中国の古代思想を読んでみよう(9)『春秋左氏伝』を読む
―第184号「古典から始める
レフティやすおの楽しい読書」別冊 編集後記
★古典から始める レフティやすおの楽しい読書★
2016(平成28)年9月30日号(No.184)-160930-「古代中国編―
中国の古代思想を読んでみよう(9)『春秋左氏伝』を読む」
本誌では、「中国の古代思想を読んでみよう(9)『春秋左氏伝』を読む」と題して、『春秋左氏伝』を取り上げています。
なにしろ長大な著作で、全部は読み切れませんでした。
読めば、それなりに面白いお話も含まれています。
四大戦役など、それぞれに面白表現もあり、福沢諭吉さんがその自伝『福翁自伝』「幼少の時」で、15歳から漢籍を習い、中でも『左伝』が好きだった、と書いているのもわかるような気がします。
しかし、私も福沢さんの言う他の書生同様、三、四巻でおしまいになってしまいました。
《「私は左伝が得意で、大概の書生は左伝十五卷の内三四卷で仕舞ふのを、私は全部通読、凡そ十一度び読み返して、面白い処は暗記して居た」》安本博「福沢諭吉・夏目漱石・幸田露伴・宮城谷昌光」より引用(『春秋左氏伝 ビギナーズ・クラシックス 中国の古典』)
・・・
これで、「四書五経」のうち、後半の「五経」を一応見て来ました。
どれも「すべて通読した」とは言い切れませんでしたが、それなりに目を通し、どういうものであるか、その入口の雰囲気程度は味わえたか、と思っています。
次に「四書」に入っていこうと思います。
近年、『論語』を除けば、これら「四書五経」を読んでみようという人は、まずいないのではないか、という気がします。
一部の専門とする学生さんを除いて。
しかし、それらの中国古典を出典とする言葉は、数多く現代でも生きて残っていることが分かりました。
確かに、近年使われることの少ない、忘れられた表現も多数出てきています。
それは事実ですが、根本に置いて全く消えてしまったわけではありません。
また、過去の文物に置いて使用されていることも事実で、基礎教養の知識として必要になることもあります。
そして第一に、歴史というものは繰り返されるものであり、影響が長く尾を引くものでもあるという事実です。
忘れた頃に来るというのは、天災だけではありません。
人為的な災難――人災も、同じでしょう。
政治もそうです。
そういう意味では、過去の出来事を知ることも重要です。
そのためには、様々な言い回しにも触れておく必要があります。

» **課題の目標 1**
『春秋左氏伝』を読んだ本文に、『 』でくくって出てくる書名を、重複なしで出てくる順にすべて挙げてください。
» **課題の目標 2**
『春秋左氏伝』と四書五経についての本文の続きを書いてください。
ここから先の資料は、本文とは関係がありません。

» **データ項目**
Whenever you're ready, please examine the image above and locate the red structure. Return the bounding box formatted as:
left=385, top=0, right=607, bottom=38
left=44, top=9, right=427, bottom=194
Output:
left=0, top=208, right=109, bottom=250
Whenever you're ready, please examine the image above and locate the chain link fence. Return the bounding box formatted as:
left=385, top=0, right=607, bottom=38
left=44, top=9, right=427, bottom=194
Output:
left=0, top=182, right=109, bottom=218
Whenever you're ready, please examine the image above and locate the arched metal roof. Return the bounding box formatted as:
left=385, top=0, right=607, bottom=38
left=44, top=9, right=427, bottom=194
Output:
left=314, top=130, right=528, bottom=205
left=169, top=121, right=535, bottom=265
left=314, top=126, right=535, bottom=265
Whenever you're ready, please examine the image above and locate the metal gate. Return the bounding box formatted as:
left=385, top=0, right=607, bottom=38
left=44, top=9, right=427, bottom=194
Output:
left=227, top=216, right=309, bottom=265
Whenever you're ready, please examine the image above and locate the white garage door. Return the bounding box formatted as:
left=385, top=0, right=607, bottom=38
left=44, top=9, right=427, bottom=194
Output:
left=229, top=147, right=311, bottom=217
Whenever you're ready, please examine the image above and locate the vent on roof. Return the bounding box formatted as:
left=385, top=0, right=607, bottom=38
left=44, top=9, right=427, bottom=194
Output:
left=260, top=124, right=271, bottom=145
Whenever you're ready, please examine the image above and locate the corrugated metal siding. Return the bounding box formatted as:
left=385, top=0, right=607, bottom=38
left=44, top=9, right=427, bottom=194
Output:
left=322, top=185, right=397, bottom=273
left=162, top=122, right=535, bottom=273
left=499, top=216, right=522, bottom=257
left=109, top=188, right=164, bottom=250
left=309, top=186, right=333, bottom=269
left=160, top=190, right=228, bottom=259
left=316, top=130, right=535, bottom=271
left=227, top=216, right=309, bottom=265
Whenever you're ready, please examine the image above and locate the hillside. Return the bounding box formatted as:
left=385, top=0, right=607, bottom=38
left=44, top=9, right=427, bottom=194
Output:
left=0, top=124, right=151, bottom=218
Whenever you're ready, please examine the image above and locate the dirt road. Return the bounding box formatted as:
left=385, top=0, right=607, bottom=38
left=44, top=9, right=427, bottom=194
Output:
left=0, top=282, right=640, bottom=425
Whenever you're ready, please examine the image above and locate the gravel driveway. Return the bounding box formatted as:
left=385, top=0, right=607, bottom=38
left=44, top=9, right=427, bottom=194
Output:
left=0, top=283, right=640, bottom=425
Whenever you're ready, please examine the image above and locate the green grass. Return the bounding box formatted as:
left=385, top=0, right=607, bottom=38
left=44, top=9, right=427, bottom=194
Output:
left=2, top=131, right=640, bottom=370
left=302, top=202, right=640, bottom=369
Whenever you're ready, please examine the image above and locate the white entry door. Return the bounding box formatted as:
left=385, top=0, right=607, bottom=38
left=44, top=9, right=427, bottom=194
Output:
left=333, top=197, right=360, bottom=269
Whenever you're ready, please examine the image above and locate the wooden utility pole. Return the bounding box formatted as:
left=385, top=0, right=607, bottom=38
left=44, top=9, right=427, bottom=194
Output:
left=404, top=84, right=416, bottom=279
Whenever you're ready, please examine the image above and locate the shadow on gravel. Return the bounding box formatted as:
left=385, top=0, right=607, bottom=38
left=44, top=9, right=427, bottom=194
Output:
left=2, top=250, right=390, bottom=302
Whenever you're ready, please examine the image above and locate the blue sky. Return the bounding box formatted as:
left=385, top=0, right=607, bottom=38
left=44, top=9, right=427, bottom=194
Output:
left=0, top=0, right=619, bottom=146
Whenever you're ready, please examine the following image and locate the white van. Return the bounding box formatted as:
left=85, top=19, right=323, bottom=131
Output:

» **課題の答え 1**
『春秋左氏伝』、『福翁自伝』、『左伝』、『春秋左氏伝 ビギナーズ・クラシックス 中国の古典』、『論語』

» **課題の答え 2**
理解できるに越したことはありませんが、知っておくという姿勢が第一です。
古典を読む効用の一つとして、こういう知識の習得というものがあります。
そうは言っても、本来の古典を読む意義としては、邪道という見方があることも事実です。
大切なことは、自分の人生に引き付けて読むことだ、という見方もありますので。
まあ、確かに古典(に限らず書物)を読む効用としては、それぞれ色んな意見があります。
唯一つ言えることは、知識は邪魔にはならない、知識の習得はムダにはならない、ということでしょう。
では、また次回。
・・・
詳細は本誌で!
*本誌のお申し込み等は、下↓から
(まぐまぐ!)『(古典から始める)レフティやすおの楽しい読書』
*本誌で取り上げた本:
●【春秋左氏伝】訳本・ダイジェスト本・概説書
『中国古典文学大系 (2) 春秋左氏伝』竹内照夫/訳 平凡社 1968/2
『春秋左氏伝』上中下 全3巻セット 小倉芳彦/訳(岩波文庫)
『春秋左氏伝 ビギナーズ・クラシックス 中国の古典』安本博 角川ソフィア文庫 2012/2/25
―「解説」と「読み下し・原文・現代語訳」ダイジェストで紹介。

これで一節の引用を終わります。